_Required action 1:_ List every relationship or effect that the abstract on tractor-induced soil compaction below says was studied.
_Required action 2:_ Write what comes next in the paper on soil compaction from small tractor traffic in northeast China, picking up after its final sentence.

_Source document:_
Soil Compaction Induced by Small Tractor Traffic in Northeast China

^a Northeast Institute of Geography and Agricultural Ecology, the Chinese Academy of Sciences, 138 Haping Road, Harbin 150040, P.R. China
^b 3212 Agronomy Hall, Iowa State Univ., Ames, IA 50011-1010

^* Corresponding author (rmc{at}iastate.edu)

	ABSTRACT

TOP ABSTRACT INTRODUCTION MATERIALS AND METHODS RESULTS AND DISCUSSION CONCLUSIONS REFERENCES

 
With the introduction of the small four-wheel tractors (ST), agricultural mechanization has developed rapidly in China. In this study, we investigated the impact of these relatively small tractors on soil compaction of a silty clay loam (fine-silty, mixed, superactive, mesic Typic Argiboroll) in northeast China using soil penetration resistance (PR) and bulk density as soil compaction indicators. The relationship between soil water content and PR, the comparison of soil compaction induced by ST and the medium power tractor (MT), the effect of tractor mass on compaction, the effect of number of tractor passes and tillage on PR, and the effect of compaction on crop yield were studied. Compared with MT-powered tillage, the ST-powered tillage system created a more compacted plow layer due to increased passes required with this system. Small four-wheeled tractors had a statistically significant higher PR than MT in the topsoil and subsoil. The PR had a significant negative correlation (r = – 0.640, P < 0.01) with soil water content at time of PR measurement. After trafficking in a wheat (Triticum aestivum L.) field, the highest PR values were found in the 5- to 14-cm depth interval. Crop yield decreased with increasing numbers of tractor passes. There were different yield-loss responses to compaction for spring wheat and corn (Zea mays L.). With the development of mechanical tillage in China, the problem of soil compaction may be significantly increased, causing potential yield reductions.

_Information provided:_
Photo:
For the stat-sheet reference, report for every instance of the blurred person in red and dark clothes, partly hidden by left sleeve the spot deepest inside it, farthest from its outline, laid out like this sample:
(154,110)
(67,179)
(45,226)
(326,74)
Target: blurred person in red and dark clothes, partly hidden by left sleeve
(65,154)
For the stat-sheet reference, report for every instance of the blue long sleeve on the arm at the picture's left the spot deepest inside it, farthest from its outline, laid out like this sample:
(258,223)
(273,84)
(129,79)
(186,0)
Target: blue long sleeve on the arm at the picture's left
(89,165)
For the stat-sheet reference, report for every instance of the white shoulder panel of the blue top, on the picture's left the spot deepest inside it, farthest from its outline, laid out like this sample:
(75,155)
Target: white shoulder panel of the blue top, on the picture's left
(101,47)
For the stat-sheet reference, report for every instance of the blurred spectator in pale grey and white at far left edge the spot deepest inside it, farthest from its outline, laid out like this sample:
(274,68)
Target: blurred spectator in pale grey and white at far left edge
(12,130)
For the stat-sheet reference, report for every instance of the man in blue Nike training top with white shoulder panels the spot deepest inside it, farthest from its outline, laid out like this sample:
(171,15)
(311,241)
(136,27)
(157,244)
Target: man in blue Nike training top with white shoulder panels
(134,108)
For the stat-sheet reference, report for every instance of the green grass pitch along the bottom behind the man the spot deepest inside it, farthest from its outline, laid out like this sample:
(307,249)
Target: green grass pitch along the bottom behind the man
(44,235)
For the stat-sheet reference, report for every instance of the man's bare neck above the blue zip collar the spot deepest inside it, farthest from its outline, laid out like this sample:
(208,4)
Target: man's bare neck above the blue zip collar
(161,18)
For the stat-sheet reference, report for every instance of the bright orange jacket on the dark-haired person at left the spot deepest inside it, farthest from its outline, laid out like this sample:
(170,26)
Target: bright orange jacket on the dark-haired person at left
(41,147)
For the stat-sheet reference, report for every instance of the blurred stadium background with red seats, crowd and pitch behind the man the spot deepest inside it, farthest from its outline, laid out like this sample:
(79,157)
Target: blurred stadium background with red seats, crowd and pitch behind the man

_Response area 1:_
- The relationship between soil water content and penetration resistance (PR)
- The comparison of soil compaction induced by small four-wheel tractors (ST) and the medium power tractor (MT)
- The effect of tractor mass on compaction
- The effect of number of tractor passes and tillage on PR
- The effect of compaction on crop yield

_Response area 2:_
Abbreviations: MT, medium power tractor • PR, penetration resistance • ST, small four-wheel tractor

	INTRODUCTION

TOP ABSTRACT INTRODUCTION MATERIALS AND METHODS RESULTS AND DISCUSSION CONCLUSIONS REFERENCES

 
DEVELOPMENT of mechanized farming has impacted all industrialized nations of the world. As tractors replace horses, tillage efficiency improves. With improved tillage efficiency and increased tractor power and size, the severity of soil compaction has also increased (Keller et al., 2002). Excessive compaction causes undesirable effects that can lead to reduction in crop yields and soil quality; these effects include increases in water runoff and reduction in root growth and plant development rates (Unger and Kaspar, 1994; Schafer et al., 1992). Soil compaction has negative effects on crop production and the environment, and presents problems in all climatic regions (Soane and van Ouwerkerk, 1994).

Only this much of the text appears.